■ **Quoted passage**:
Professor Pat Casey, Senior Vice-Dean for Research at Duke-NUS who was similarly impressed, added: “What struck me most when I first met Lena was both the depth of understanding of her field of research and the clear excitement in her voice when she discussed her work. She exuded confidence without arrogance, and it was clear that she was going to be a winner.”
 

Following the ripples

While Ho remains a basic scientist focused on the fundamental mechanisms that underpin human biology such as metabolism and inflammation, she is acutely aware of the ripple effects that well-directed discoveries trigger.

“I want my lab to always be a leader in discovering basic mechanisms while at the same time applying what we find to help people with diseases—in our case, mitochondrial diseases.”

Mitochondrial diseases are inherited disorders that range from fatal illnesses to long-term deficits in motor ability and degenerative diseases of the heart and brain.

“We want to know whether what we find can help to alleviate these diseases,” said Ho. “So that we can be proud of what we do beyond the papers we publish.”

■ **Raw data**:
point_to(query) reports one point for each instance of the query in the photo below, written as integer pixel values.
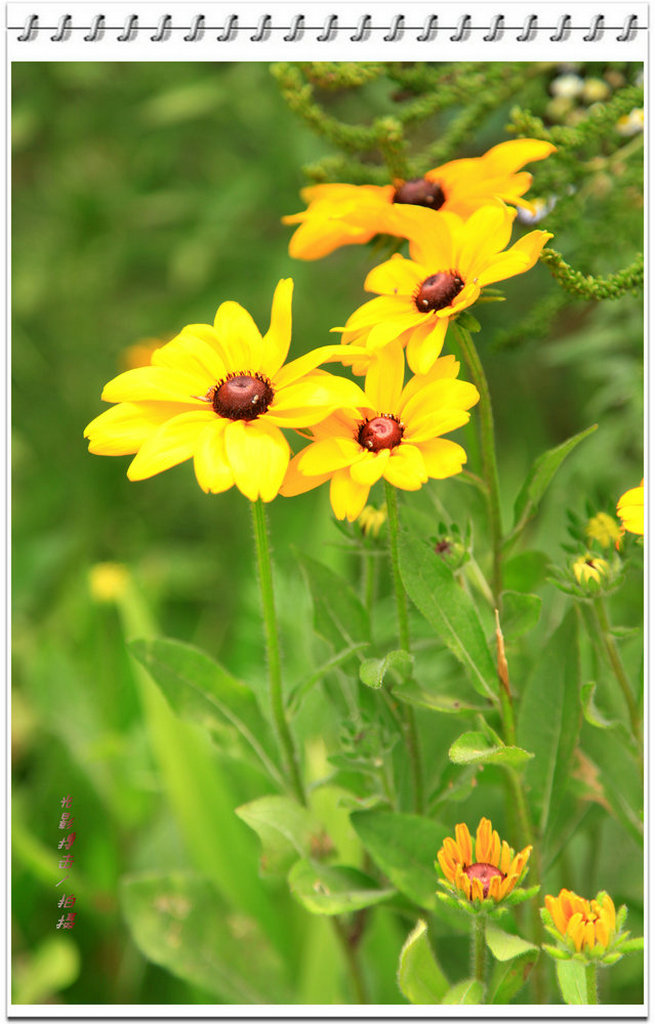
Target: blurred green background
(143, 196)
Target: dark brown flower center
(438, 291)
(420, 192)
(483, 872)
(242, 396)
(382, 431)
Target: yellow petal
(213, 471)
(483, 841)
(384, 379)
(396, 276)
(238, 339)
(277, 339)
(258, 455)
(347, 497)
(369, 469)
(158, 384)
(171, 443)
(406, 469)
(123, 428)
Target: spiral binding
(394, 32)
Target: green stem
(592, 983)
(479, 946)
(352, 961)
(487, 445)
(272, 649)
(602, 626)
(411, 736)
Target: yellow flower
(395, 434)
(372, 520)
(587, 569)
(220, 394)
(451, 261)
(495, 870)
(342, 214)
(630, 510)
(604, 528)
(582, 923)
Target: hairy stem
(272, 650)
(487, 446)
(411, 736)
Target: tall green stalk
(272, 649)
(487, 448)
(411, 735)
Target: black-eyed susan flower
(490, 871)
(343, 214)
(591, 571)
(220, 395)
(394, 434)
(590, 930)
(603, 528)
(630, 510)
(451, 261)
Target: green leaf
(542, 471)
(469, 991)
(373, 671)
(511, 973)
(506, 946)
(339, 614)
(404, 847)
(303, 688)
(200, 689)
(474, 748)
(445, 702)
(449, 609)
(335, 889)
(286, 830)
(549, 720)
(520, 613)
(179, 922)
(571, 976)
(420, 978)
(526, 571)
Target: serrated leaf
(571, 978)
(520, 613)
(474, 748)
(286, 830)
(403, 846)
(411, 693)
(335, 889)
(199, 688)
(340, 617)
(179, 923)
(549, 720)
(420, 978)
(449, 609)
(506, 946)
(470, 991)
(374, 670)
(542, 471)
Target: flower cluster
(223, 394)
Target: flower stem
(602, 627)
(272, 650)
(487, 446)
(352, 960)
(411, 736)
(479, 946)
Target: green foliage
(420, 978)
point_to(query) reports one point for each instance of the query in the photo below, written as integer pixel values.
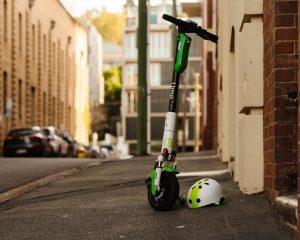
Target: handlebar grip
(207, 35)
(170, 19)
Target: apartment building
(159, 78)
(40, 53)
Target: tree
(111, 26)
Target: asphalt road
(17, 171)
(110, 202)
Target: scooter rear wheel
(169, 191)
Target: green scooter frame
(162, 183)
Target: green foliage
(111, 26)
(113, 84)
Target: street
(109, 201)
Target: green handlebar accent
(182, 53)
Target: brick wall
(298, 185)
(280, 89)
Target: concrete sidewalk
(87, 204)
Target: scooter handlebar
(170, 19)
(206, 35)
(191, 27)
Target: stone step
(286, 208)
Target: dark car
(26, 142)
(71, 144)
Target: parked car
(108, 151)
(58, 144)
(26, 142)
(81, 150)
(71, 144)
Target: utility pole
(142, 78)
(197, 112)
(174, 30)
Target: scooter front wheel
(168, 194)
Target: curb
(21, 190)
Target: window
(130, 46)
(45, 50)
(131, 22)
(131, 75)
(153, 19)
(20, 32)
(33, 43)
(155, 76)
(32, 98)
(20, 98)
(4, 92)
(54, 109)
(44, 109)
(5, 21)
(132, 101)
(53, 59)
(160, 45)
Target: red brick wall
(280, 83)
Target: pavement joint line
(21, 190)
(197, 157)
(203, 173)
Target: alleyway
(109, 202)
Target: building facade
(258, 82)
(159, 79)
(37, 65)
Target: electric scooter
(162, 183)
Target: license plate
(21, 151)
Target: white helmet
(205, 192)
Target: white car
(58, 144)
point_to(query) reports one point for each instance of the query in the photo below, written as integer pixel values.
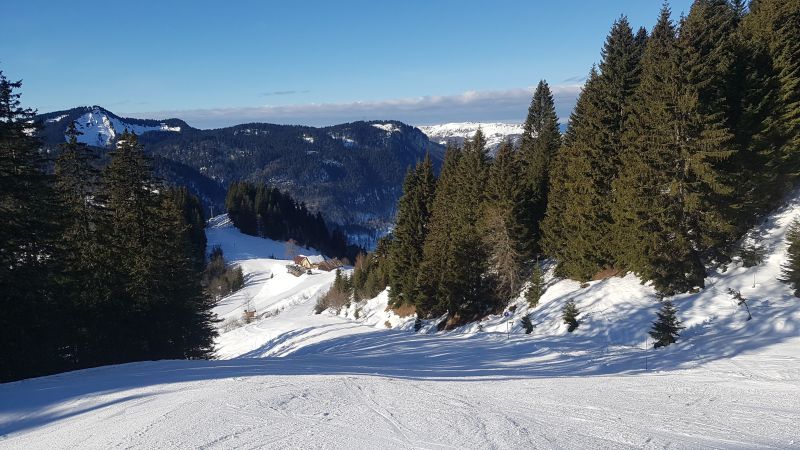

■ **Your instructions**:
In the passage about Ho's research, rewrite the part that opens with "While Ho remains" and closes with "well-directed discoveries trigger.", changing "ripple effects" to "downstream effects".

■ **Answer to the exercise**:
While Ho remains a basic scientist focused on the fundamental mechanisms that underpin human biology such as metabolism and inflammation, she is acutely aware of the downstream effects that well-directed discoveries trigger.